▶ Assignment 1: Read the abstract on scRNA-Seq variant calling. For each statement, say yes or no and quote the words from the abstract that decide it. (a) Strelka2 and GATK's HaplotypeCaller were designed for bulk genomics NGS data. (b) Every read alignment with mismatched bases reflects a real cell-specific variant. (c) Strelka2 comes from Illumina.
▶ Assignment 2: Continue the abstract on scRNA-Seq variant calling, starting right after its last sentence.

▶ Selected text:
False Positive Detection for scRNA-Seq Variant Calling Tools
Thomas Pepas
Mentor: Dr. Nathan Edwards, Department of Biochemistry and Molecular & Cellular Biology, Georgetown University.
Date/Time: August 22nd, 2024 at 2:00pm.
Abstract: Single cell RNA-Seq is a rich source of putative cell-specific transcript variants. Single-cell expressed single nucleotide variants (sce-SNVs) manifest as non-reference bases in the scRNA-Seq reads, and novel loci with cell-specific variation can be discovered by searching for these mismatched bases in the alignments of multiple cells’ reads. However, various artifacts of sequencing errors, sequence alignment, and transcript homology can result in read alignments with one or more mismatched bases – these artifacts result in false-positive sce-SNV calls which do not represent cell-specific variants. Widely used variant analysis tools, such as Strelka2 from Illumina and GATK’s HaplotypeCaller, are designed for bulk genomics NGS data, and apply a variety of strategies to detect and eliminate false positive variants, but do not account for the properties of single-cell and transcript-based reads, leading to overzealous removal of genuine sce-SNVs and undetected false positives.

▶ Recorded data:
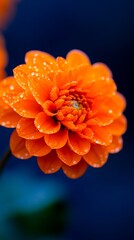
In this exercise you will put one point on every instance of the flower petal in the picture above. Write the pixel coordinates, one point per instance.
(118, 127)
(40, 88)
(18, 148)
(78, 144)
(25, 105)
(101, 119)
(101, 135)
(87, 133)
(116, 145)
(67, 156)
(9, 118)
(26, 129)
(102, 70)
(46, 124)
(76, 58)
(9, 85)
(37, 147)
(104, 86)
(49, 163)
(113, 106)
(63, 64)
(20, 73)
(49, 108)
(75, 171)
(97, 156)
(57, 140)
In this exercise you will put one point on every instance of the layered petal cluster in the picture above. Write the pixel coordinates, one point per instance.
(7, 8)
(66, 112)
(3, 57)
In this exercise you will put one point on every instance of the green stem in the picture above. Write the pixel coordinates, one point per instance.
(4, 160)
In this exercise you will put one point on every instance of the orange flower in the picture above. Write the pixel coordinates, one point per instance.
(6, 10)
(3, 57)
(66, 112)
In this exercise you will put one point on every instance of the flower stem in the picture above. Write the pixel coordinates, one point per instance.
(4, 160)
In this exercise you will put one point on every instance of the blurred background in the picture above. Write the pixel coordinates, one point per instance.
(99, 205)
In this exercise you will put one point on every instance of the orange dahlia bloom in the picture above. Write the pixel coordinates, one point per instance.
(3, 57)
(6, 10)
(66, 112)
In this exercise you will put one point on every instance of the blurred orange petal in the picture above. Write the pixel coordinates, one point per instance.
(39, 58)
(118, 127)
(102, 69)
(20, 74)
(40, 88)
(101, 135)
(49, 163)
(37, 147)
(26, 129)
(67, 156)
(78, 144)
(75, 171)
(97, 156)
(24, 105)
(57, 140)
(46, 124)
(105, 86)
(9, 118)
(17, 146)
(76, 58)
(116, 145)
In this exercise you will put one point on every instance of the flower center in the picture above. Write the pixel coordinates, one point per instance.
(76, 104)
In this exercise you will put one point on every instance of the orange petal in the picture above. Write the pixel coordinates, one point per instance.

* * *

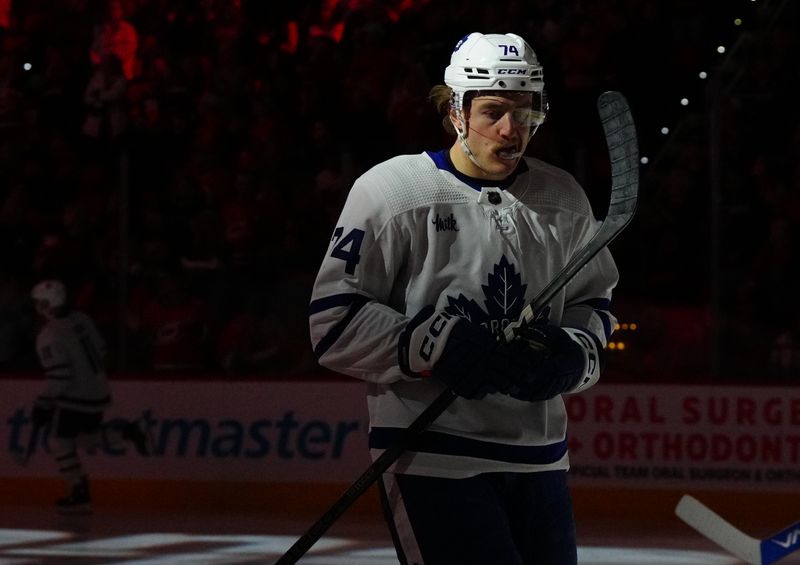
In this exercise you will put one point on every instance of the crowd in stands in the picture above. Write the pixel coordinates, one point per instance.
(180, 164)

▶ Result 1:
(a) Yes: "are designed for bulk genomics NGS data"
(b) No: "these artifacts result in false-positive sce-SNV calls which do not represent cell-specific variants"
(c) Yes: "Strelka2 from Illumina"

▶ Result 2:
We first developed an understanding of relevant false positive detection techniques from the Strelka2 and HaplotypeCaller manuscripts. Using this information, we established and extracted reference sequence and alignment features from scRNA-Seq reads at putative sce-SNV loci. In particular, we employed nucleotide bit scores as a means to describe the complexity of sequences near each locus, counted the number of nearby loci with high proportions of mismatched bases, and filtered reads based on mapping quality and distance from each variant locus to the ends of genomic alignments. Using single-cell RNA-Seq data collected using the 10x Genomics Chromium v2 protocol from NCBI Bioproject PRJNA662503, we used an in-house scRNA-Seq variant calling tool to propose sce-SNV loci on chromosome 22 for one of the project’s samples (SAMN16086830) and asked expert curators from the Horvath Lab at GWU to annotate false positives. Using the 145 curated loci and extracted features as labeled data for supervised machine learning, various classifiers were trained and evaluated using stratified 20-fold cross-validation and the utility of each feature was assessed by inspecting erroneous classifications. The highest performing model, a random forest, was exported for use in a script, called scQCLoci, for integration with the in-house scRNA-Seq variant calling tools.
To further validate the model, called sce-SNV loci from the scRNA-Seq project’s other sample (SAMN16086829) will be evaluated independently using scQCLoci and the expert curators at the Horvath Lab, and the status of the loci compared. The successful filtering of false-positives from called sce-SNV loci by scQCLoci will enable the use of fast, in-house sce-SNV calling tools, and significantly improve the sce-SNV analysis bandwidth of the Horvath Lab and improve the coverage of the Single-Cell Expressed SNV Catalog published by the Edwards and Horvath labs.